Segment Start: Page extract

Studies in preterm infants show that NAVA reduces peak pressures delivered to the lungs, lowers oxygen requirements, and decreases episodes of apnea (pauses in breathing) compared to traditional synchronized ventilation modes. When used non-invasively (delivered through nasal prongs rather than a breathing tube), NAVA may reduce the need for intubation, support earlier removal of breathing tubes, and lower the rate of failed extubation attempts compared to standard continuous positive airway pressure (CPAP). For premature infants who experience frequent clinically significant events like drops in heart rate or oxygen levels, non-invasive NAVA has been shown to reduce the number of these episodes. This matters because it can help babies avoid the escalation to more invasive forms of respiratory support.
When NAVA Cannot Be Used
NAVA depends entirely on the diaphragm generating a readable electrical signal, which means several conditions rule it out. Phrenic nerve injury, where the nerve controlling the diaphragm is damaged, eliminates the signal NAVA needs. Congenital myopathy and other conditions that severely weaken the diaphragm have the same effect. Patients receiving neuromuscular blocking drugs (which paralyze muscles, including the diaphragm) or those under deep sedation won’t produce a usable Edi signal either.

Segment End: Page extract
Segment Start: Data extracts

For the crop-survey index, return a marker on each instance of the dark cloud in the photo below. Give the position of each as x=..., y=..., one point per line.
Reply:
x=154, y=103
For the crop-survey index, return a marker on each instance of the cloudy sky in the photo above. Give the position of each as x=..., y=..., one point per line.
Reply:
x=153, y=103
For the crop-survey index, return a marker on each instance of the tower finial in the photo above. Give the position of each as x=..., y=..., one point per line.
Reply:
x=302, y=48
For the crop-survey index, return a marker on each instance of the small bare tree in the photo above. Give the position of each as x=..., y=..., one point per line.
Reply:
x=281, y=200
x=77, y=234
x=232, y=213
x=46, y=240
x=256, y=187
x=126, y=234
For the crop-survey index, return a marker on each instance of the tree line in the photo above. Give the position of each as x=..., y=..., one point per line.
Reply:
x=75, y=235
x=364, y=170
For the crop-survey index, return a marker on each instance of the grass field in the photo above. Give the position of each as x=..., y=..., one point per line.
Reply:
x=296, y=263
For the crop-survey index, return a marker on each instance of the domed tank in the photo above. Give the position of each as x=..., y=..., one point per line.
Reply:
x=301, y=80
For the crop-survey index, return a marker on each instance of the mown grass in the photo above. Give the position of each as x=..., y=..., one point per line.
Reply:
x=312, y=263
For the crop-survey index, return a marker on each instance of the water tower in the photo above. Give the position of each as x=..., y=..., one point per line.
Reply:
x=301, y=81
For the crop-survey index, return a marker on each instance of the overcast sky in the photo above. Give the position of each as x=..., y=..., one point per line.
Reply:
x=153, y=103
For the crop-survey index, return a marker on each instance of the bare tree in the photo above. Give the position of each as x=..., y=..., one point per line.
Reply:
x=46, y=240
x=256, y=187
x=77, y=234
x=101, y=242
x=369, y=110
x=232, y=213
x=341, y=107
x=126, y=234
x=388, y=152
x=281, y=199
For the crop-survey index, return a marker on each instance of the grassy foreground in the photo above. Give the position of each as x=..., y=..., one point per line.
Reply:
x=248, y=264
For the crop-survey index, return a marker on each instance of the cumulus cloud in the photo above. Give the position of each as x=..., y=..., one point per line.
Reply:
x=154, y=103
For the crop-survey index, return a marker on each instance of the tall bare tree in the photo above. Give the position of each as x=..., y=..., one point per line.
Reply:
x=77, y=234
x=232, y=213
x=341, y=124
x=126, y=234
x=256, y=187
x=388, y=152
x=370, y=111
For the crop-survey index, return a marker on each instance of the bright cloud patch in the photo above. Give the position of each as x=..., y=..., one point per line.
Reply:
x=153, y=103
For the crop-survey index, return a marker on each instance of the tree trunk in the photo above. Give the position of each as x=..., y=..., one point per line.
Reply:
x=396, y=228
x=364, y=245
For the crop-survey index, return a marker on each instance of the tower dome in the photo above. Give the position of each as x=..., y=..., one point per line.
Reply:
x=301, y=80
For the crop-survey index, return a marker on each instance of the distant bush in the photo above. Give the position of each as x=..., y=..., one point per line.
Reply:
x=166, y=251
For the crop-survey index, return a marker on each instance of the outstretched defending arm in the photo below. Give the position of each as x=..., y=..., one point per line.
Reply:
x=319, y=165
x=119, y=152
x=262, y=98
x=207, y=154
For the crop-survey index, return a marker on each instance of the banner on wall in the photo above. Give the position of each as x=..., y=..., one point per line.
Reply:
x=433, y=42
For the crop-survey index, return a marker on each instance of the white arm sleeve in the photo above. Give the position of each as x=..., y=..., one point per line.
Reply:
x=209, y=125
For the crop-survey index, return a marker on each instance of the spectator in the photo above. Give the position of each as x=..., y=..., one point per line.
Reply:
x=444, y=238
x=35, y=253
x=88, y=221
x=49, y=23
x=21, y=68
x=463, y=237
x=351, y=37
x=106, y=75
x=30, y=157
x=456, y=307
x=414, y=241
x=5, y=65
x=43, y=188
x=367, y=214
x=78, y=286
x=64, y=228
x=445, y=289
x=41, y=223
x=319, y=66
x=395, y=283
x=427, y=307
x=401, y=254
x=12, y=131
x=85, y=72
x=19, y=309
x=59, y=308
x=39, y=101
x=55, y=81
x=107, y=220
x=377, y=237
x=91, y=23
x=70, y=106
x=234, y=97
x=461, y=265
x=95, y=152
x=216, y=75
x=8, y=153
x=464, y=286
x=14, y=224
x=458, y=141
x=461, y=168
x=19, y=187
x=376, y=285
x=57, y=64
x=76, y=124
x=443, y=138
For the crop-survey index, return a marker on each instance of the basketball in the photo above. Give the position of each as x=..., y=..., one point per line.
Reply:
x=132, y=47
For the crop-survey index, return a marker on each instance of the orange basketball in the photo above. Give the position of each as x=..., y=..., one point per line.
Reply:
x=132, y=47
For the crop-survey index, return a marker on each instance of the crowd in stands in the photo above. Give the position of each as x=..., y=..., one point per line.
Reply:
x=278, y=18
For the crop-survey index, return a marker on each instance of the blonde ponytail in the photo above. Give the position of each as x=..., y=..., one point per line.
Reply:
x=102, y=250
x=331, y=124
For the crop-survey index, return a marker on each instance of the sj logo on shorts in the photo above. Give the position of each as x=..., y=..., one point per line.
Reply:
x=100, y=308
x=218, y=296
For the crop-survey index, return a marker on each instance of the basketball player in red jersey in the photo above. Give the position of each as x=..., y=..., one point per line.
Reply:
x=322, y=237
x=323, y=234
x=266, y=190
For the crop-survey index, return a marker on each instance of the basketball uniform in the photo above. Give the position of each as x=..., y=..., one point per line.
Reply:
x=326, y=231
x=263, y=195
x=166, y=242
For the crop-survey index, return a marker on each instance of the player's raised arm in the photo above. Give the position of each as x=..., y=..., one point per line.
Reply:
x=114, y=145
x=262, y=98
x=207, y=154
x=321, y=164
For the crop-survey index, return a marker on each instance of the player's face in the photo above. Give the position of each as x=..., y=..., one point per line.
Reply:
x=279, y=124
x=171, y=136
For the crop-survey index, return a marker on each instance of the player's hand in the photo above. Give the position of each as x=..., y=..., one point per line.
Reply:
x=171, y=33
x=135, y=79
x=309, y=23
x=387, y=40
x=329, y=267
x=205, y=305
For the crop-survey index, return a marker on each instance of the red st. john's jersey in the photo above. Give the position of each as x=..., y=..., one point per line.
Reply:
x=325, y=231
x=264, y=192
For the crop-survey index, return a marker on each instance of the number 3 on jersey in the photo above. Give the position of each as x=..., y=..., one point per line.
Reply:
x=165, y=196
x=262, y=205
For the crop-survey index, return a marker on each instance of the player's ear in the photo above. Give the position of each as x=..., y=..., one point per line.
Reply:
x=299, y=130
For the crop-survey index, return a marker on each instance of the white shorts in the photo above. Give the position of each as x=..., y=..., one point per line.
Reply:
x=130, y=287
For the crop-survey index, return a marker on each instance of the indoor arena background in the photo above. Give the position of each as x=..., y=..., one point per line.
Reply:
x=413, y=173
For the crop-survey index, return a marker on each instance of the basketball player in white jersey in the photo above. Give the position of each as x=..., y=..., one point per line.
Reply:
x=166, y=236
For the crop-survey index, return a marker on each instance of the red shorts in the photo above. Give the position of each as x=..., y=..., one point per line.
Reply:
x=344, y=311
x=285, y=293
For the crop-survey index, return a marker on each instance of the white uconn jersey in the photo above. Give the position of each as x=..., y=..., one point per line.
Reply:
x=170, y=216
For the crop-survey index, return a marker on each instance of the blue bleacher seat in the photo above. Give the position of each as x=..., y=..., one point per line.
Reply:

Segment End: Data extracts

What the exercise asks
Decide whether each statement agrees with the NAVA text above, and answer yes or no for each, quoting the words from the text that decide it.
1. Non-invasive NAVA is delivered through a breathing tube.
2. Patients under deep sedation may not produce a usable Edi signal.
3. In preterm infants, NAVA raises oxygen requirements compared to traditional synchronized ventilation modes.

Output below
1. No: "delivered through nasal prongs rather than a breathing tube"
2. Yes: "those under deep sedation won’t produce a usable Edi signal either"
3. No: "lowers oxygen requirements"